Print the entries exactly as they appear, and omit any images.

== Segment start ==

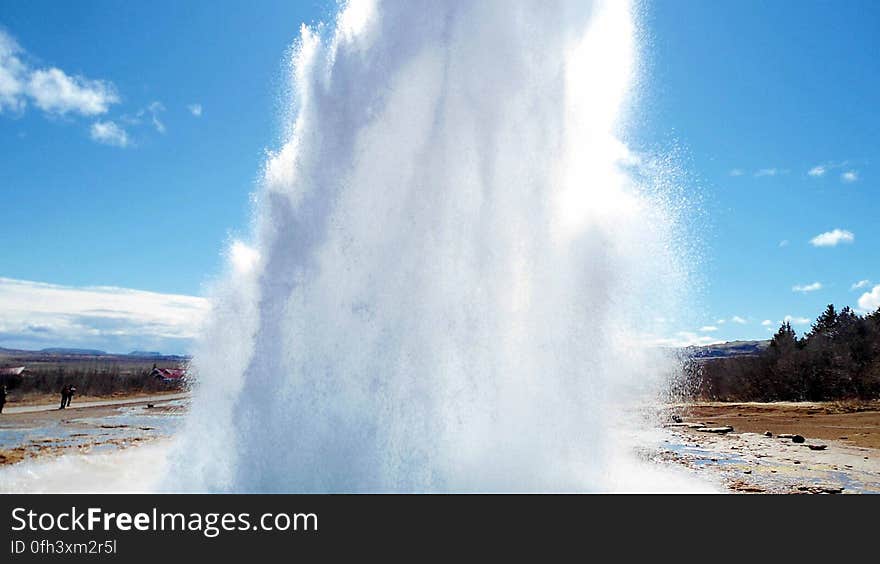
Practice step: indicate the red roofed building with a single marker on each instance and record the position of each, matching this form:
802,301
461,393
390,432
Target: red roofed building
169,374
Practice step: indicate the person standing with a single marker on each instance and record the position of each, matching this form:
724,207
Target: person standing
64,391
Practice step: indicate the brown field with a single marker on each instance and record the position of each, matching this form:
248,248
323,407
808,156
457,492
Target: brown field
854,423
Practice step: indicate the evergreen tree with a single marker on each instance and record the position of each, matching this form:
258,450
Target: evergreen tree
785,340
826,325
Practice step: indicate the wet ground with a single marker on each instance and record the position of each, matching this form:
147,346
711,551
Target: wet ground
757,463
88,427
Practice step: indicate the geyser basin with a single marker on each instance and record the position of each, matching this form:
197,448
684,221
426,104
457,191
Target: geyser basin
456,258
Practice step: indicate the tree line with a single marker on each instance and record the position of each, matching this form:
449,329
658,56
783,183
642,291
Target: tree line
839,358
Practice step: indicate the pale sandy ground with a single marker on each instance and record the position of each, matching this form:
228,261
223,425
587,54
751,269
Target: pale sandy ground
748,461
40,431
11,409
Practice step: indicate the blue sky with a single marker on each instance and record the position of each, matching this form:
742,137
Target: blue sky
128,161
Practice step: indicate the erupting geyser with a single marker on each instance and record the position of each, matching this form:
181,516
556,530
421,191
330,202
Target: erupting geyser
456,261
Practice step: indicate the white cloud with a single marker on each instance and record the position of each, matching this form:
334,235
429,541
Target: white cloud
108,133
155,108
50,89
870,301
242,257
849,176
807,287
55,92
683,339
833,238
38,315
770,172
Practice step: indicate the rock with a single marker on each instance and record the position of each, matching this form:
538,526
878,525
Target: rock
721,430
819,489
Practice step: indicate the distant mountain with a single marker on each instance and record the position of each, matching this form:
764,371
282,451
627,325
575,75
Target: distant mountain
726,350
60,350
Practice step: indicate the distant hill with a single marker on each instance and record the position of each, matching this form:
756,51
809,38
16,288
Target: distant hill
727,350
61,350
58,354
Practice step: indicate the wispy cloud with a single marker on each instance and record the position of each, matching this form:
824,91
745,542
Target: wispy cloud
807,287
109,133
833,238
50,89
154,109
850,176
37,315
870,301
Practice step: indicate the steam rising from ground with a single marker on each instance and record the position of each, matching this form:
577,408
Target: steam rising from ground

== Segment end ==

▶ **EXERCISE RESULT**:
Practice step: indicate the red roofed building with a single marker on each instance and record the position of each, matching this form:
802,301
461,393
390,432
Target: red roofed building
169,374
Practice step: indicate the person standing with a single marker on each instance and record the position of each, matching this form:
724,207
Target: person standing
64,391
Practice step: indicate the brown field with a single marker on each instance and record the position of each, matching this form:
248,248
323,407
808,156
457,492
Target: brown field
854,423
Practice step: indicate the evergreen tree with a single marker on each instance and record the position of each, matching this form:
258,450
Target: evergreen tree
785,340
826,325
Practice step: indicate the wet ground with a single marker on each instance and record the position of each, matching this form:
147,346
711,551
Target: wet ground
757,463
88,427
Practice step: indicate the geyser basin with a single marker on each instance and record the position of each, matching this form:
197,448
684,221
426,104
457,191
Target: geyser basin
456,258
Practice step: indicate the tree line with a single marker on each instance and record the position of each, matching this form:
449,329
658,56
783,183
642,291
Target: tree line
839,358
Practice step: indicate the pale sandy ground with a single marker on each instance and record the position of each, matching this form:
228,261
223,425
587,54
751,269
Target: pale sandy ground
748,461
40,431
11,409
Practice step: indicate the blue sky with a single marker on each instance and record the position of each, matching this form:
742,137
Target: blue sky
128,161
Practice step: indicate the erupting geyser with a single marker on each instance and record the position of each, matching this form:
181,516
556,530
421,191
330,202
Target: erupting geyser
456,261
Practice step: indicate the white cloud with a single marker on each instance and record the position of each, matching this form:
334,235
429,541
Target: white cloud
108,133
155,108
50,89
870,301
242,257
849,176
807,287
55,92
683,339
833,238
38,315
770,172
Practice step: indicate the rock with a single marker on each instance and record the position of each, matching this form:
538,526
878,525
Target: rock
721,430
819,489
Practice step: indicate the distant mountain with a single marker on each instance and record the position of each, matching this form:
764,371
282,451
627,325
575,75
Target: distant mountain
726,350
60,350
Practice step: indicate the distant hill with a single marker on each instance and record the position of each, matching this form:
756,51
809,38
16,288
Target: distant hill
727,350
61,350
58,354
Practice step: indicate the wispy cloud with a single marker on each instance and record the position of each, matching this form:
824,91
745,542
Target: wispy cloud
807,287
109,133
833,238
50,89
154,109
850,176
37,315
870,301
Practice step: indicate the steam rising from ground with a single marker on each instance and record the position of each, matching this form:
577,408
Target: steam rising from ground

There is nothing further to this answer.